> _Exercise task_
Count the lines in the rows below that contain the string "strap", matching case exactly, and give only the number.

Collected data
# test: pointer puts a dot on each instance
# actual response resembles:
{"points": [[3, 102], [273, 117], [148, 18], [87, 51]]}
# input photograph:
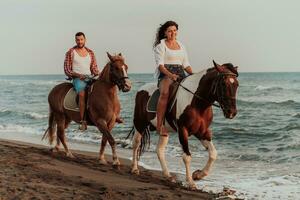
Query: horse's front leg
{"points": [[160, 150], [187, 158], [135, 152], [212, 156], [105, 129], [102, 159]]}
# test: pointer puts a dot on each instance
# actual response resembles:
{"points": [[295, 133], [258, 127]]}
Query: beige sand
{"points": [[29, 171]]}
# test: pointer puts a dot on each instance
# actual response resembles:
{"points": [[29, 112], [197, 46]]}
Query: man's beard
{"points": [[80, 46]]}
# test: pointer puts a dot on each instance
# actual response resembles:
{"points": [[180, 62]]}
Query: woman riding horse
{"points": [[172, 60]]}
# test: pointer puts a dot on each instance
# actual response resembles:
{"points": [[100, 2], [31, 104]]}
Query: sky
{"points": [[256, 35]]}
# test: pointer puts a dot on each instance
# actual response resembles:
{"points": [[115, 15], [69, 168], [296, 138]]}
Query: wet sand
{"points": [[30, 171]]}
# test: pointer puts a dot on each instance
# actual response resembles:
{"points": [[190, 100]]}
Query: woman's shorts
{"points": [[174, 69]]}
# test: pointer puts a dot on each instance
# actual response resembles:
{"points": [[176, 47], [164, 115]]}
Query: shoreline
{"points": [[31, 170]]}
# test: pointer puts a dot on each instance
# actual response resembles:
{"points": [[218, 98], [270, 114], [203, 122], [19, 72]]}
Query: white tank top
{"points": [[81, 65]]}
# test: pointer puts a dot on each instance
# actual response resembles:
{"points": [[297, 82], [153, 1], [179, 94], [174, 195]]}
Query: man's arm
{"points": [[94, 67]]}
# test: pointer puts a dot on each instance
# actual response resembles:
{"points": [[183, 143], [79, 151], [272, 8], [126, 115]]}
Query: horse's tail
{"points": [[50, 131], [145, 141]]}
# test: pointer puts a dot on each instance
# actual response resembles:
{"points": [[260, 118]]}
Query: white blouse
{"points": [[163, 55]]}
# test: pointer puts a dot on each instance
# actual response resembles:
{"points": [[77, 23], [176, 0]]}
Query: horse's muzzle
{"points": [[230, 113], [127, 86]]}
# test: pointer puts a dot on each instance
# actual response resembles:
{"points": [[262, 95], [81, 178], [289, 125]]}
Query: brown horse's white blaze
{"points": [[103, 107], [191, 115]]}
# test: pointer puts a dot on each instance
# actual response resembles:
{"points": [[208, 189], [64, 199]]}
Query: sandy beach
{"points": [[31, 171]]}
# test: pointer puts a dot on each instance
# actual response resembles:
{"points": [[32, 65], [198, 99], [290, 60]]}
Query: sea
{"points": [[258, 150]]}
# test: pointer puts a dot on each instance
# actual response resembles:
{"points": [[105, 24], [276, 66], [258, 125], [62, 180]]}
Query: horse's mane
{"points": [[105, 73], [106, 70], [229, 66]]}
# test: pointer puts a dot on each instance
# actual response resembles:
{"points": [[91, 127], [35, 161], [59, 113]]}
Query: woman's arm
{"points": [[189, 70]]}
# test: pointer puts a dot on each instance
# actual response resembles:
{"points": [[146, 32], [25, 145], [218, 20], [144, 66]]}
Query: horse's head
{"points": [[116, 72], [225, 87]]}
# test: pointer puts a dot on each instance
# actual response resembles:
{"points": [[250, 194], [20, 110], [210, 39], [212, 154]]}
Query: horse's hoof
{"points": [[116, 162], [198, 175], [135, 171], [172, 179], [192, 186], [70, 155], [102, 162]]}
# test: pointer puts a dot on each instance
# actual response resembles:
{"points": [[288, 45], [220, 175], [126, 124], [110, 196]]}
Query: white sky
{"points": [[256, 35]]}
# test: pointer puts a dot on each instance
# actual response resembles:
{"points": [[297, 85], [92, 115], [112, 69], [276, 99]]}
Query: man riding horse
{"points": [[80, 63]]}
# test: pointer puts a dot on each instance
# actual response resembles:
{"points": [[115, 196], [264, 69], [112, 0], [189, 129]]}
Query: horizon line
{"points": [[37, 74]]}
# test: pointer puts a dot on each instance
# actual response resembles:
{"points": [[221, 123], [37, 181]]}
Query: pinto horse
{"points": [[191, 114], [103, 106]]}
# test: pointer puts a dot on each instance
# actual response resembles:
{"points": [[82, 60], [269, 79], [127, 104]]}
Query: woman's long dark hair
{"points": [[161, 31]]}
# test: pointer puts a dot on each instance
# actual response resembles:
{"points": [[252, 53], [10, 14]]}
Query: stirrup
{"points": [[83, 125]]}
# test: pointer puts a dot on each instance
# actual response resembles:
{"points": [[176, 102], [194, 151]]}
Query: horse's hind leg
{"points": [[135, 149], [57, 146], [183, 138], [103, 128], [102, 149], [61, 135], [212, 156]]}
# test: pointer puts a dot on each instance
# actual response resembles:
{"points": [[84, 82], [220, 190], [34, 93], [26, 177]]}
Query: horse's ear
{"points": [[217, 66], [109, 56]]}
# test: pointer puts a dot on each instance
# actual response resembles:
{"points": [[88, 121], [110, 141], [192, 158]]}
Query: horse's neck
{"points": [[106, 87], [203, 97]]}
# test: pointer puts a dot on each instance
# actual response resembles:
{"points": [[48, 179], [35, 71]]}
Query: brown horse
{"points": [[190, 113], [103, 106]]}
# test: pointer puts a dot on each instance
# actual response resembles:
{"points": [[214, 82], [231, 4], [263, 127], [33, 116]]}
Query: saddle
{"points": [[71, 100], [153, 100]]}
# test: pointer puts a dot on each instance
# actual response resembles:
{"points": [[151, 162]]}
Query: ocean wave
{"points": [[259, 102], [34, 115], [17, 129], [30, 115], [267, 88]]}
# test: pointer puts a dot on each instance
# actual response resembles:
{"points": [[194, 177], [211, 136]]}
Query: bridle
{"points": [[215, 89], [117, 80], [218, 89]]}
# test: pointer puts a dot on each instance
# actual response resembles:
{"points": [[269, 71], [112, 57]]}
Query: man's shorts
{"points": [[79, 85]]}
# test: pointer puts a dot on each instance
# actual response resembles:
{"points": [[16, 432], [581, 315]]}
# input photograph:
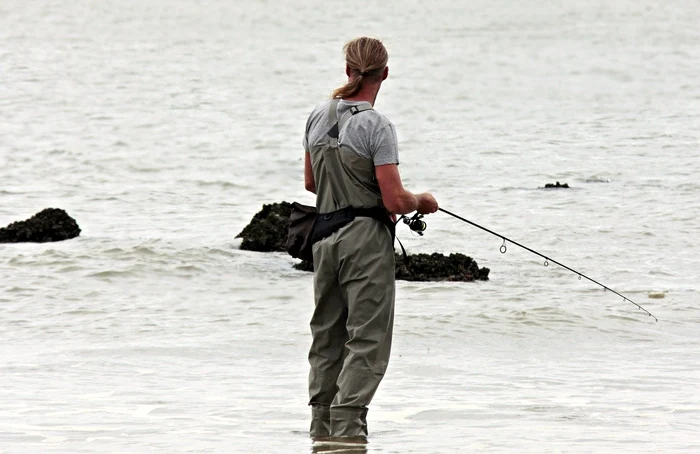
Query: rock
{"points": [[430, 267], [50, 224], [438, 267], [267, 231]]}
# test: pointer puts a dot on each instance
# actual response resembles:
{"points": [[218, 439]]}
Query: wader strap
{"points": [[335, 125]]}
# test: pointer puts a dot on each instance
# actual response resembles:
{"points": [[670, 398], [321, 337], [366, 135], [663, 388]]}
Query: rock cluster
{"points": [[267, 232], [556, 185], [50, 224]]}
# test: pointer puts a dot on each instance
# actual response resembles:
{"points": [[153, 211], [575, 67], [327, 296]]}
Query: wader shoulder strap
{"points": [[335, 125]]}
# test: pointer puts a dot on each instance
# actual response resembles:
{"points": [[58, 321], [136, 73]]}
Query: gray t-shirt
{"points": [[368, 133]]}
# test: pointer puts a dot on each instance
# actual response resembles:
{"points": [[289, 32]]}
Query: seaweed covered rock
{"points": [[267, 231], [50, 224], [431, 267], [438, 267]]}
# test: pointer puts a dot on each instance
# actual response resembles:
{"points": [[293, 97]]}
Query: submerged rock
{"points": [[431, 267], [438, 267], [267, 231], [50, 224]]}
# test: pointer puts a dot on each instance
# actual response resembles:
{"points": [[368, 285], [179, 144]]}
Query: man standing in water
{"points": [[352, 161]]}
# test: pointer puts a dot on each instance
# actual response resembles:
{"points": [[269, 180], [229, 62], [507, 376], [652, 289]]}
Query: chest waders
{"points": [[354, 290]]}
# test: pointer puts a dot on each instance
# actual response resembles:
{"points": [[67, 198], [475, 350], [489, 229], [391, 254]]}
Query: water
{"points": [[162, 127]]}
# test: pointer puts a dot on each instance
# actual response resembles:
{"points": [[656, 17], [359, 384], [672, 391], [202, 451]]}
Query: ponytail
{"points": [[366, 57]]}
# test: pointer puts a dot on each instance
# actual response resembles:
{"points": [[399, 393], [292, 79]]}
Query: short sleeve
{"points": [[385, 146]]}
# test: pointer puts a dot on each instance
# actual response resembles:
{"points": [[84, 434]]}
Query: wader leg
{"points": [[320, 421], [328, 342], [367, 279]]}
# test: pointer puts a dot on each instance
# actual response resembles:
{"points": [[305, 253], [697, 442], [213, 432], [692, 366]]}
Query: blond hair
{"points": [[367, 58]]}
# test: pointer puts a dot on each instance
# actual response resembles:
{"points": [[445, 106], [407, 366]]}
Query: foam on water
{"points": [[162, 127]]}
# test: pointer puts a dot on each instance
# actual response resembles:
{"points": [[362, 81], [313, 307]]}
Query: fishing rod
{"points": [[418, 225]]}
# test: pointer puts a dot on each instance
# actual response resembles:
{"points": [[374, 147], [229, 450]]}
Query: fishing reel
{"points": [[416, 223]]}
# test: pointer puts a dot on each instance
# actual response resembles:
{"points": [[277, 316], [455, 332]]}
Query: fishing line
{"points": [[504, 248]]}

> _Task solution_
2